● **Exercise aim**
Look through the records below for the line with "Exercise. Label the shirt collar" and the line with "Exercise. Label the wicker", then return those lines and all lines between, exactly.
====== Records for processing
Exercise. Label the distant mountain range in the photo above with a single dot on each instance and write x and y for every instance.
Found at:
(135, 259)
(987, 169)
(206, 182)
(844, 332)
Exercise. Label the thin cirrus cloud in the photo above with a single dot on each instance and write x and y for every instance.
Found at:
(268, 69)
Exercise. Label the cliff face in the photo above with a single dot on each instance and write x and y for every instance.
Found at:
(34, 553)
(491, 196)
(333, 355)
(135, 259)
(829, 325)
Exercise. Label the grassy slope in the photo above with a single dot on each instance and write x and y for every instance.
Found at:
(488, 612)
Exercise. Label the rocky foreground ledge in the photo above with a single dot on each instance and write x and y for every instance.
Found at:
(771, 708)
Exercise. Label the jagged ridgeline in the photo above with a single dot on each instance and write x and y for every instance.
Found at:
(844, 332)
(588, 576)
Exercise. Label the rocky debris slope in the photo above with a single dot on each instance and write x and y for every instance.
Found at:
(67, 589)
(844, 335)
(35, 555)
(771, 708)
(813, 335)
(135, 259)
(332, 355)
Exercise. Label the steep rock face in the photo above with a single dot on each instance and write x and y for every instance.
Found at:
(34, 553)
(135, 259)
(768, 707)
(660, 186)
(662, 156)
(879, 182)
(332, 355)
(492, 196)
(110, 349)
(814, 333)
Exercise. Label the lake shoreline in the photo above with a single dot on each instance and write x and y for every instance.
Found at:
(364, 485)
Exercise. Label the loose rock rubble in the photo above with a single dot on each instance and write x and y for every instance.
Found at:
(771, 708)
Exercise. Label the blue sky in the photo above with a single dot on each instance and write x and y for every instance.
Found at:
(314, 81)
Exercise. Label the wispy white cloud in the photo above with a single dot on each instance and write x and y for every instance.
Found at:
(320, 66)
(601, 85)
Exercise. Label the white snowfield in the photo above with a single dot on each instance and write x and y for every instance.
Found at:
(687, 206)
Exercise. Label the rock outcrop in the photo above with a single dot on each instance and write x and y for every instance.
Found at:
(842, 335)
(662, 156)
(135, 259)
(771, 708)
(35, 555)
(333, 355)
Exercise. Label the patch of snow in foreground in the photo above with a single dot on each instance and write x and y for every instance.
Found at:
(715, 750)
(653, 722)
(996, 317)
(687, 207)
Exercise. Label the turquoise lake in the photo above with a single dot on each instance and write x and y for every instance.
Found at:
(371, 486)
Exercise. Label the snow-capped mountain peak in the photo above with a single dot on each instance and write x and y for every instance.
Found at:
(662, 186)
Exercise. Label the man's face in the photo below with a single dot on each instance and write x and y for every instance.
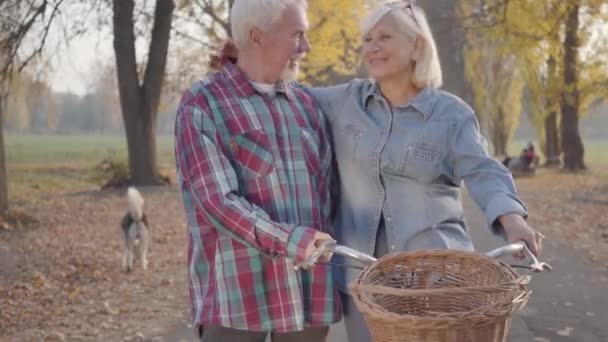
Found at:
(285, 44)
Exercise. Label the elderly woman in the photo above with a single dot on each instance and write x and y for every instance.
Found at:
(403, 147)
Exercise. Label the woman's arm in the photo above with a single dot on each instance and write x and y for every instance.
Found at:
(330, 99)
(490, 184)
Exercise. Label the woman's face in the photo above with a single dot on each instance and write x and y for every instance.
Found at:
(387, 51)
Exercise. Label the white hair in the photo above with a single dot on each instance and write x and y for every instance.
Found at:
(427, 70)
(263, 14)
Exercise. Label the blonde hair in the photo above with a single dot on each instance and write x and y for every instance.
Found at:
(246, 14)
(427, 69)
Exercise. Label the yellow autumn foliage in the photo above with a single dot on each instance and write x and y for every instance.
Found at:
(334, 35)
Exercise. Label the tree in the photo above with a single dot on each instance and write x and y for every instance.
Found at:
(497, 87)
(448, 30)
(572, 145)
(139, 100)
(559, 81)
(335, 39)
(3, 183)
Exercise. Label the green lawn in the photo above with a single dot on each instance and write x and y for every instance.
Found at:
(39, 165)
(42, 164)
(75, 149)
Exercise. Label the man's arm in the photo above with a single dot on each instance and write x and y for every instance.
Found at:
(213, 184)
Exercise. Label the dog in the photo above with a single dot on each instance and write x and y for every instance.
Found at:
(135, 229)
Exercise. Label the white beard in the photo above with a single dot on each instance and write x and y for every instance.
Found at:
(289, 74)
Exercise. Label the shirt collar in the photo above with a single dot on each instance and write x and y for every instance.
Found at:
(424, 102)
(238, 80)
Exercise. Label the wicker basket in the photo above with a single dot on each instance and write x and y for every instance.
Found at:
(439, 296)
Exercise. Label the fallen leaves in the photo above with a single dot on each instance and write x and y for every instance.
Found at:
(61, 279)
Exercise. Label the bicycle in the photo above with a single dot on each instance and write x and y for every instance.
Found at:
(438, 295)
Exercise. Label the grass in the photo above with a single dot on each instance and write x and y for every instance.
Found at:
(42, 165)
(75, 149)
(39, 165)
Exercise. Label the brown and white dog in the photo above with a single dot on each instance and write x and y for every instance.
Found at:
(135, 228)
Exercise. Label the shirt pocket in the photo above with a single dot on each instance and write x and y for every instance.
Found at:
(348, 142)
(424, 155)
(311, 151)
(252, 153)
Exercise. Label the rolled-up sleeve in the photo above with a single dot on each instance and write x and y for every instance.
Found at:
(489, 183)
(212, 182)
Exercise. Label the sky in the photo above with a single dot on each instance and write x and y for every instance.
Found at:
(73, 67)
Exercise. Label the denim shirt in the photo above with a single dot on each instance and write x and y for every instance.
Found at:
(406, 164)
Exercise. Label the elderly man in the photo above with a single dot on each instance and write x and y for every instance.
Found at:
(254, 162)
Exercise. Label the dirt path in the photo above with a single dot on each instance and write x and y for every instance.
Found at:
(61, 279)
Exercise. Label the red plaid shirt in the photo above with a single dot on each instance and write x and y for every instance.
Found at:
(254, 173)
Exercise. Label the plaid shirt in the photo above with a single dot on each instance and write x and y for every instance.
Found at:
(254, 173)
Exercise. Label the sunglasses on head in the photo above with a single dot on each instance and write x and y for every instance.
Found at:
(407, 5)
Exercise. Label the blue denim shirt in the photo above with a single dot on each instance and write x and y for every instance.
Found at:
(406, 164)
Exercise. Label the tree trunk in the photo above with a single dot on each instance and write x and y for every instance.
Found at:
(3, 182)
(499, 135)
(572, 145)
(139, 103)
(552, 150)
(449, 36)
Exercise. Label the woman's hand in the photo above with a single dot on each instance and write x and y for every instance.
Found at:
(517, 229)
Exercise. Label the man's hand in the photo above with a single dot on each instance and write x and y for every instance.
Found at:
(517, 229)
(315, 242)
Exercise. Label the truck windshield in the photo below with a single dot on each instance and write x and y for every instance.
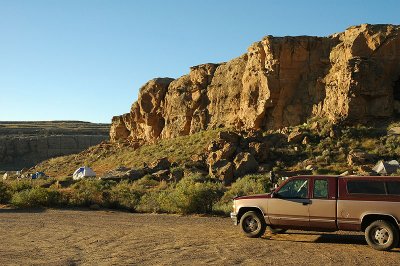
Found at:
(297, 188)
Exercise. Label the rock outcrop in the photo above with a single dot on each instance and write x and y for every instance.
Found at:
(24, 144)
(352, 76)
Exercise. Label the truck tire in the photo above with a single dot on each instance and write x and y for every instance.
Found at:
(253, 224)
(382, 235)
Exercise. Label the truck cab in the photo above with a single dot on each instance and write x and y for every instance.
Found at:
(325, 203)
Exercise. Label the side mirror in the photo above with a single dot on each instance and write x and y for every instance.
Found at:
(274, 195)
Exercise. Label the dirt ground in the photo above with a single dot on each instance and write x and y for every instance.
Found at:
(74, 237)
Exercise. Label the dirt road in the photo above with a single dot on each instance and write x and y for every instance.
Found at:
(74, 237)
============
====== Records for processing
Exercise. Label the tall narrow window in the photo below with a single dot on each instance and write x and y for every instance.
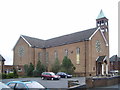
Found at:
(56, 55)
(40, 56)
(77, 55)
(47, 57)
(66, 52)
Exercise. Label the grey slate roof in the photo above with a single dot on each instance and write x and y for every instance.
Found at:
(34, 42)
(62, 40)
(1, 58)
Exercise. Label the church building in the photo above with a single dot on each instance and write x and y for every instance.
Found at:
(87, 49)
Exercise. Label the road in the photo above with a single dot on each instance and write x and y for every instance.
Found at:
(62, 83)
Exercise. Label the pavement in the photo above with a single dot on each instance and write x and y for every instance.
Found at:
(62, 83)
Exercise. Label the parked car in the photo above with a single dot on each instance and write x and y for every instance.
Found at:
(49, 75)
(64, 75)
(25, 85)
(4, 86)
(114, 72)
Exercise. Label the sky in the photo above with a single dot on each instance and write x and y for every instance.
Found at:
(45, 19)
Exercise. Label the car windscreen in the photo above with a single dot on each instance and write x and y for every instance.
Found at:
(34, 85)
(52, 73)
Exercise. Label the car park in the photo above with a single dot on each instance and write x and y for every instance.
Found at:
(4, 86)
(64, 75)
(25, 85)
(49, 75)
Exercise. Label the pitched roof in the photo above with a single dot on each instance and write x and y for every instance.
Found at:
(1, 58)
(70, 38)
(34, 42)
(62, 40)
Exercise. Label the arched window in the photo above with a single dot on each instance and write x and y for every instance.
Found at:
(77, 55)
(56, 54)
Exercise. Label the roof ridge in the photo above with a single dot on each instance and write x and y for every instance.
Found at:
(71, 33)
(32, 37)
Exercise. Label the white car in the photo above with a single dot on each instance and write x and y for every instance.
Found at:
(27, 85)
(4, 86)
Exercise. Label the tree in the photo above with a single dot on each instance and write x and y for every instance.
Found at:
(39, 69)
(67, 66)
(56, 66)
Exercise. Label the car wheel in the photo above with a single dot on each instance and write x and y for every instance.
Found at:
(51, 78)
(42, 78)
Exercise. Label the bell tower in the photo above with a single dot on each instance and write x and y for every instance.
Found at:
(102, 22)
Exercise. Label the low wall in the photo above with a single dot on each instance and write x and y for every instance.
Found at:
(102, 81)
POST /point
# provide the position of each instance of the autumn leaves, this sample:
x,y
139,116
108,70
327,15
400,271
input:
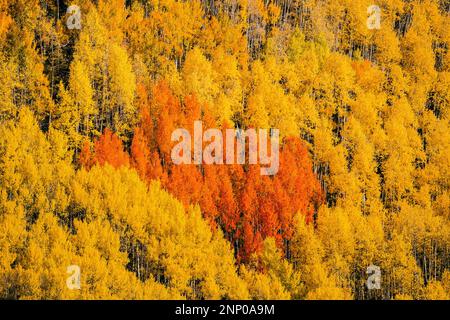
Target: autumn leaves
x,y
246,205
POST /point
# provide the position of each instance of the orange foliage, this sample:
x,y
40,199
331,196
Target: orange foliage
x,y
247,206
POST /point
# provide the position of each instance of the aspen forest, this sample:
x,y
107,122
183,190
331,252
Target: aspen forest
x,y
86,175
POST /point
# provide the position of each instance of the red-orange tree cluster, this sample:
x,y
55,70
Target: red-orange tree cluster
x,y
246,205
============
● **Response**
Exercise. Label the shirt collar in the photo above with a single dot on each instance and write x and y for every instance.
Found at:
(424, 102)
(238, 80)
Exercise. Label the wicker basket in the photo above with a single dot on each instance and write x and y for every instance.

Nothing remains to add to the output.